- **Required work**
Every record below should be repeated exactly, with the pictures left out.
═══ Provided entries ═══
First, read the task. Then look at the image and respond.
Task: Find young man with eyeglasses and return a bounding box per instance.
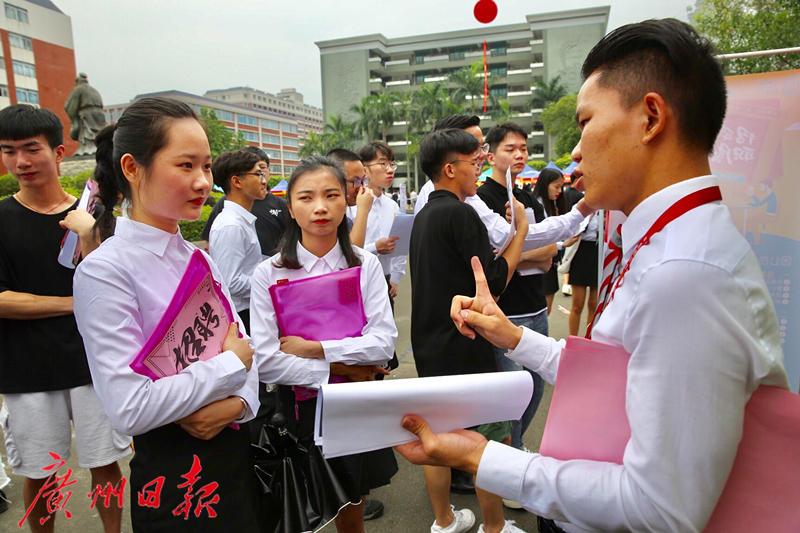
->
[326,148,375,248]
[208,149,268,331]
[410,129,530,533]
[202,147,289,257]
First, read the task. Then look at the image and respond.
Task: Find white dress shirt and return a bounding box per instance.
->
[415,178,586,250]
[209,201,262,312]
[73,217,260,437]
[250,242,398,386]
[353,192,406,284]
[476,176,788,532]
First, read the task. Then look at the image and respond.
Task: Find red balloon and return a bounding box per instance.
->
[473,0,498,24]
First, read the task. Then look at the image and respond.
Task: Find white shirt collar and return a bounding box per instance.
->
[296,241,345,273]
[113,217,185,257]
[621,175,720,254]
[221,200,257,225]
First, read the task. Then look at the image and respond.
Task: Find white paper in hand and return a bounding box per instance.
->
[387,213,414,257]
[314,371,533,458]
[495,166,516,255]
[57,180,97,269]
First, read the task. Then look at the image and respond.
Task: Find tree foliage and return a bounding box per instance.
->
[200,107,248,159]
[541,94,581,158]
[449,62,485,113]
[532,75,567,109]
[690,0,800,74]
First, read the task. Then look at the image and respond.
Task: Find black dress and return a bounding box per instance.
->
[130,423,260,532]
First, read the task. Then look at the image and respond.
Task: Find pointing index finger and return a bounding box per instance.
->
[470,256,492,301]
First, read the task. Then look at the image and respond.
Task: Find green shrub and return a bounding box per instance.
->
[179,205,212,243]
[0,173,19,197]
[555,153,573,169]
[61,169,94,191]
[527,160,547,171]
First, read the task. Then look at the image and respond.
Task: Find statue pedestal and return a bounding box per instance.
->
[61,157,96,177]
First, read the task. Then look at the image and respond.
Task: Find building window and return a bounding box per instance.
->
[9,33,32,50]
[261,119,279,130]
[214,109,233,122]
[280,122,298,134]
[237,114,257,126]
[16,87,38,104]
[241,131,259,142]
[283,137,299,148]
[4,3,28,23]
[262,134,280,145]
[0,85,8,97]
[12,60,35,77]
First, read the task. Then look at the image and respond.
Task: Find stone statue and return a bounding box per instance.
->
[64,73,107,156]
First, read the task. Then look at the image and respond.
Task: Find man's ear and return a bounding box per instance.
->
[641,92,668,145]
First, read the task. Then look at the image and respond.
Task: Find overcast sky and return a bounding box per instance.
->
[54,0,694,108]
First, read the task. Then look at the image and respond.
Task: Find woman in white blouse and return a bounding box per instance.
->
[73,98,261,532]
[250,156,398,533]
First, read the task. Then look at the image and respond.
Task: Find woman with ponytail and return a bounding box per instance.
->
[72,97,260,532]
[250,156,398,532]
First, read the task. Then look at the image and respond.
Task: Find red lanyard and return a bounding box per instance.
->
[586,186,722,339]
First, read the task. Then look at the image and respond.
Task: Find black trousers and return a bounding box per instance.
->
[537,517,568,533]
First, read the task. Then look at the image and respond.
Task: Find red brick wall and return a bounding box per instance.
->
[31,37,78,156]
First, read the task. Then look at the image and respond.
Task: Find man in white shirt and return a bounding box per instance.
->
═══
- **Task answer**
First, read the task. Then look at the image and respond.
Task: Find young man with eyeglasses and return a bounding box per instance.
->
[326,148,375,248]
[208,149,268,331]
[410,129,530,533]
[202,147,289,257]
First, read the task. Then look at the image and respond.
Task: Find white dress shirt and return a bounding box per instance.
->
[415,178,586,250]
[209,201,262,312]
[73,217,260,437]
[250,242,398,386]
[353,192,406,284]
[476,176,788,532]
First, read the task. Then look at the image and respond.
Task: Find red balloon and return a bounding box per instance.
->
[473,0,498,24]
First, read the task. Then look at the image and respond.
Task: Find white shirt collar and return a bounding box per instance.
->
[296,241,345,273]
[113,217,185,257]
[621,175,720,254]
[221,200,257,225]
First, read the task. Then look at the image and respond.
Task: Find white paper in hand and return a bounding box per instance.
->
[387,213,414,257]
[314,371,533,458]
[495,166,516,255]
[57,180,97,269]
First, read the task. Then look at the image and respond.
Task: Find tree foliage and return a bounding box per instance.
->
[200,107,248,159]
[541,94,581,158]
[449,62,485,113]
[532,75,567,109]
[690,0,800,74]
First, read the task. Then look at the image and respond.
Task: Find black dress and return a bounding box per instance.
->
[130,423,260,532]
First, read the task. Then look at the image and respond.
Task: Find pointing index finger and return a bounding box per instance.
->
[470,256,492,301]
First, read the task. Then look at the image and respond.
Task: Find green shrub and return a bounding box per instance.
->
[179,205,212,243]
[0,173,19,197]
[555,153,573,169]
[61,169,94,191]
[527,160,547,171]
First, read the task. Then look at the image and respond.
Task: Find statue pedestal and return a bounding box per instance.
->
[61,157,96,177]
First, read the task. Then look at the image and respond.
Task: Find building window and return a bounding box per instance.
->
[9,33,32,50]
[261,119,279,130]
[214,109,233,122]
[280,122,298,134]
[237,114,257,126]
[16,87,38,104]
[241,131,259,142]
[283,137,299,148]
[4,3,28,23]
[262,134,280,145]
[0,85,8,97]
[12,60,35,77]
First, read the task. Then look at the image and respond.
Task: Find stone statue and return a bounding box per instance.
->
[64,73,107,156]
First, read the task. Then look at the image and respond.
Task: Find man's ear and return a bounding box per instance.
->
[641,92,668,145]
First, read the task. Then look at the image and respond.
Task: Find overcast sky and return a bounding box per instance.
->
[54,0,694,108]
First, read the task. Then look at the image and respond.
Task: Find woman in white blouse and return a bounding box per instance.
->
[73,98,261,532]
[250,156,398,533]
First, read the task. Then look at the image and respond.
Task: Find woman with ponytail and return a bounding box per instance.
->
[72,97,260,532]
[250,156,398,532]
First, read the task. Then look at the image and respond.
Task: Find red lanyard and return a bounding box per instance.
->
[586,186,722,339]
First, read the task. Then look at the image and respond.
Task: Find black trousers and return a bounding box per instance.
->
[537,517,568,533]
First, read the task. Then look at the image and respond.
Task: Find red brick wall and return a bounding box per instance.
->
[31,37,78,156]
First, read the task. Then look at the image and respond.
Task: Find man in white shirt and return a bounding box per instance.
->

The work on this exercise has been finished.